What is being asked:
Transcribe every entry word for word. Skip the pictures.

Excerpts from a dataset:
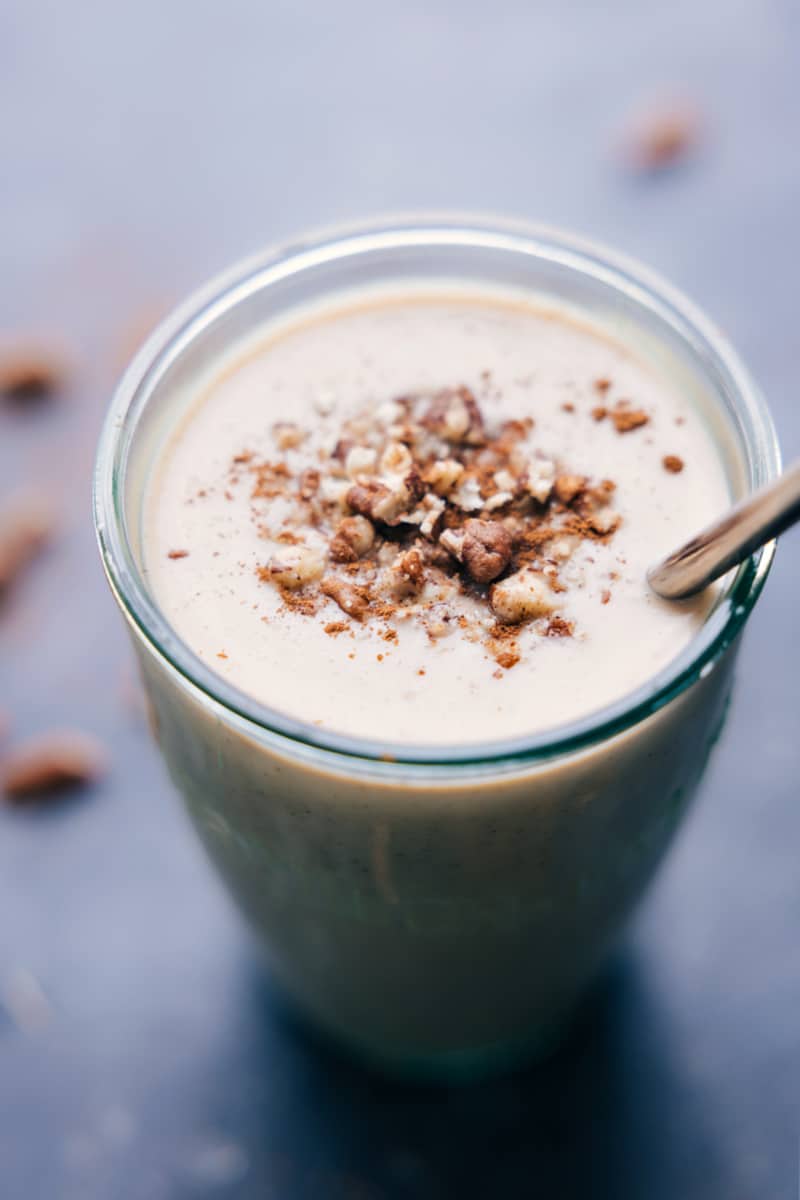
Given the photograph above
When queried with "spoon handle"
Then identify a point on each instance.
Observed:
(728, 541)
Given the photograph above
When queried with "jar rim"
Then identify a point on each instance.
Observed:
(179, 330)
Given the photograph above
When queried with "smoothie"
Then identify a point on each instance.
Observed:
(378, 513)
(429, 520)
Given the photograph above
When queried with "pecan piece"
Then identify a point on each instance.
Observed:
(50, 762)
(293, 567)
(350, 598)
(353, 539)
(486, 550)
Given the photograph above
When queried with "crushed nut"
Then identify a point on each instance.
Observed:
(288, 436)
(453, 543)
(486, 550)
(444, 474)
(626, 419)
(521, 597)
(407, 574)
(422, 514)
(353, 539)
(453, 414)
(49, 763)
(31, 372)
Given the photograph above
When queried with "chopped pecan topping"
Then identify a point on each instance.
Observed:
(49, 763)
(350, 598)
(521, 597)
(626, 419)
(567, 487)
(407, 573)
(453, 414)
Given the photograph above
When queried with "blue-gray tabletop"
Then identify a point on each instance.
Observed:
(144, 147)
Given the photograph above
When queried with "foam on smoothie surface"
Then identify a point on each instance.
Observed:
(428, 519)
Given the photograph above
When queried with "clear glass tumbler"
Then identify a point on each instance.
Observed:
(439, 910)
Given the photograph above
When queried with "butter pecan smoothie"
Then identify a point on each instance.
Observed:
(378, 513)
(428, 520)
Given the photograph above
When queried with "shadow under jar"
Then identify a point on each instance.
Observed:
(439, 910)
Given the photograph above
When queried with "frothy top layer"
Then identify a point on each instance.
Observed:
(428, 519)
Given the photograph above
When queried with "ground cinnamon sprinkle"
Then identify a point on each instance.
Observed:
(47, 765)
(673, 463)
(26, 526)
(627, 419)
(559, 628)
(31, 372)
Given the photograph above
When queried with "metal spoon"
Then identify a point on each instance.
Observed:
(729, 540)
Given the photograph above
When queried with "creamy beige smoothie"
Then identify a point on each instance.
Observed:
(286, 546)
(379, 533)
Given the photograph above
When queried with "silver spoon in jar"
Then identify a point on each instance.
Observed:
(729, 540)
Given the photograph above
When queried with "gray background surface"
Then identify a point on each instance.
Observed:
(142, 148)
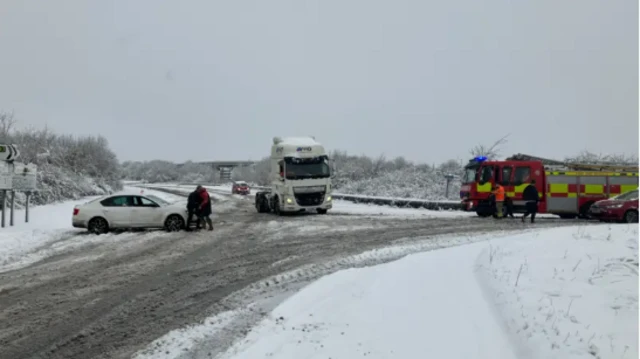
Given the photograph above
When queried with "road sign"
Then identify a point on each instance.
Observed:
(9, 152)
(6, 175)
(24, 177)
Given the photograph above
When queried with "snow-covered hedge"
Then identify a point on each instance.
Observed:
(68, 167)
(356, 175)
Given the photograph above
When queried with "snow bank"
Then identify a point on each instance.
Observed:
(576, 297)
(298, 141)
(570, 292)
(423, 306)
(48, 223)
(350, 208)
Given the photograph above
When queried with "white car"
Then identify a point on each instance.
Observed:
(129, 211)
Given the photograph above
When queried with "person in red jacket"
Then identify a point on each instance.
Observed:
(205, 210)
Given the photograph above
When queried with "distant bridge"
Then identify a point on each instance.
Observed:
(225, 168)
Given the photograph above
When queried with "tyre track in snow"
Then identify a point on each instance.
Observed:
(105, 301)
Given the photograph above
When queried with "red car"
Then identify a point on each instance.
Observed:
(621, 208)
(240, 187)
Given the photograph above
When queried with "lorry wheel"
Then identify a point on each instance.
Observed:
(631, 216)
(261, 203)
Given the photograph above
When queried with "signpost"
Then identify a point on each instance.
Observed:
(15, 176)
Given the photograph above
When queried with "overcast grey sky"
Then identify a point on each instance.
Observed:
(213, 80)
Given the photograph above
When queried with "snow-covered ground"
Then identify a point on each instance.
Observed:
(559, 293)
(47, 224)
(49, 231)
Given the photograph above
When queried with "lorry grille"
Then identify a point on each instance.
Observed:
(310, 199)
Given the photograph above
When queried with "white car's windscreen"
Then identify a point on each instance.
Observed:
(158, 200)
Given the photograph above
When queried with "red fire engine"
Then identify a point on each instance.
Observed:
(565, 189)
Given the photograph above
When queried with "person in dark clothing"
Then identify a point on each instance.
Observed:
(193, 203)
(508, 205)
(204, 209)
(531, 198)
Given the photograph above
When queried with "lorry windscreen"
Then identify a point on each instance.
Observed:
(305, 168)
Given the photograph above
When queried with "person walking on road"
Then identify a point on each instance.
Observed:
(508, 205)
(193, 203)
(498, 191)
(531, 197)
(205, 210)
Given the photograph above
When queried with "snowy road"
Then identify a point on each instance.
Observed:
(112, 296)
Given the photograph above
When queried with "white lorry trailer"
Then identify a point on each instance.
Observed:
(300, 177)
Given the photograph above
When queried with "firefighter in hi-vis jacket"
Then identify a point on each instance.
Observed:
(498, 192)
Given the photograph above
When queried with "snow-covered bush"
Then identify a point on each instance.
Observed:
(68, 167)
(354, 175)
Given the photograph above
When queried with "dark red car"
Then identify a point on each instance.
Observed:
(621, 208)
(240, 187)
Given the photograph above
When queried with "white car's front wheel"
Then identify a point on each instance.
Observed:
(98, 225)
(174, 223)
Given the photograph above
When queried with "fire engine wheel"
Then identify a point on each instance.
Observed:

Output of the exercise:
Given the photograph above
When queried with "spoon handle"
Then identify a point on each instance.
Observed:
(728, 541)
Given the photograph above
When queried with "jar rim"
Then identify a point on each instance.
Observed:
(179, 330)
Given the photograph above
When queried with "smoothie"
Then identify a point on each instance.
Observed:
(378, 513)
(429, 520)
Given the photograph above
When queried with "pecan piece"
Then identify a point on each instance.
Observed:
(50, 762)
(293, 567)
(350, 598)
(353, 539)
(486, 550)
Given the photograph above
When queried with "crushed nut"
Then identify a point on each instance.
Observed:
(288, 436)
(453, 543)
(486, 550)
(444, 474)
(626, 419)
(521, 597)
(407, 574)
(422, 514)
(353, 539)
(453, 414)
(49, 763)
(31, 372)
Given the photograph above
When queried with "chopped pecan topping"
Then identify a point on each instance.
Observed:
(49, 763)
(350, 598)
(521, 597)
(626, 419)
(567, 487)
(407, 573)
(453, 414)
Given the photograph above
When queried with "blue-gray tabletop"
Then identify a point on each instance.
Observed:
(144, 147)
Given the photograph above
When queried with "foam on smoothie surface"
Then identify a point on each instance.
Observed:
(428, 519)
Given the photograph above
When queried with "clear glass tumbler"
Then identify a point on each instance.
Observed:
(439, 910)
Given the photograph above
When queried with "butter pecan smoothie"
Then identify a point on each instance.
Observed:
(378, 513)
(428, 520)
Given the photograph above
When queried with "shadow under jar"
Then identify a point on each instance.
Observed:
(439, 910)
Given the photograph above
When queried with "frothy top layer"
Then identify a point on each instance.
Observed:
(428, 519)
Given the photograph above
When queried with "ground cinnamon sprinkle"
Then identify a point on each instance.
Observed:
(47, 765)
(673, 463)
(26, 526)
(627, 419)
(559, 628)
(31, 372)
Given the photograph above
When queried with "metal spoon"
Then identify a point on each instance.
Observed:
(729, 540)
Given the photograph above
When queried with "creamy beige smoothie"
Then identify a point on each instance.
Observed:
(286, 546)
(379, 533)
Given the photograph above
When queried with "silver spoon in jar"
Then identify a point on each instance.
Observed:
(729, 540)
Given the photograph above
When queried with "gray background surface"
Then identify a point on each instance.
Observed:
(142, 148)
Given the photograph above
When queried with "road sign"
Then identify a point on each instance.
Observed:
(9, 152)
(6, 175)
(24, 177)
Given the photograph above
When queried with "snow-covered hedge"
Then identify a point on each instance.
Observed:
(68, 167)
(356, 175)
Given the photograph above
When queried with "snow bank"
Then identify a point on each instance.
Observed:
(576, 297)
(298, 141)
(570, 292)
(423, 306)
(48, 223)
(350, 208)
Given the photograph above
When queried with "white car"
Then identify a point on each instance.
Observed:
(129, 211)
Given the photograph above
When queried with "person in red jacket"
Then identify a point on each instance.
Observed:
(205, 210)
Given the photograph above
When queried with "distant bridge"
Then identify a point on each instance.
Observed:
(225, 168)
Given the photograph above
When queried with "tyre track in snow"
Then identify a point on each instance.
Observed:
(105, 301)
Given the photograph above
When queried with "red car"
Then identify a point on each instance.
Observed:
(621, 208)
(240, 187)
Given the photograph above
When queried with "lorry wheel"
Then identify a point on each instance.
Observed:
(631, 216)
(261, 203)
Given the photograph above
When queried with "signpost"
Then identify a point on each instance.
Observed:
(15, 176)
Given the photograph above
When queried with "overcast grey sky"
Then identify a point on each instance.
Observed:
(213, 80)
Given the photograph above
When queried with "snow-covered ground"
Then identify a point on each instance.
Observed:
(559, 293)
(47, 224)
(49, 231)
Given the photograph above
When queried with "lorry grille"
Then identify a point on each instance.
Observed:
(310, 199)
Given the photograph above
When queried with "white car's windscreen"
Then identify a point on each instance.
Observed:
(158, 200)
Given the photograph above
When queried with "red fire engine"
Then identify a point on each instance.
Observed:
(565, 189)
Given the photograph above
When queried with "person in dark clothing"
Then identify a point on each instance.
Observed:
(193, 203)
(508, 205)
(204, 209)
(531, 198)
Given the photograph above
When queried with "lorry windscreen"
Then identify a point on each instance.
Observed:
(305, 168)
Given the photograph above
When queried with "person walking on road"
Then identify a point on each instance.
Observed:
(508, 205)
(193, 203)
(498, 191)
(531, 197)
(205, 210)
Given the photograph above
When queried with "snowy road"
Then identify a point on each instance.
Observed:
(112, 296)
Given the photograph above
When queried with "white lorry trailer"
Then identify a point on each instance.
Observed:
(300, 177)
Given the photograph above
When queried with "firefighter in hi-vis jacket"
Then identify a point on each instance.
Observed:
(498, 192)
Given the photograph above
When queried with "snow-covered bush"
Then identify a point on each instance.
Observed:
(68, 167)
(354, 175)
Given the photograph above
When queried with "dark red car"
Then identify a point on each instance.
Observed:
(621, 208)
(240, 187)
Given the photograph above
When queried with "white car's front wheel"
Then identify a point on each instance.
Observed:
(98, 225)
(174, 223)
Given the photograph above
When queried with "fire engine wheel"
Then identify a point on each instance.
Observed:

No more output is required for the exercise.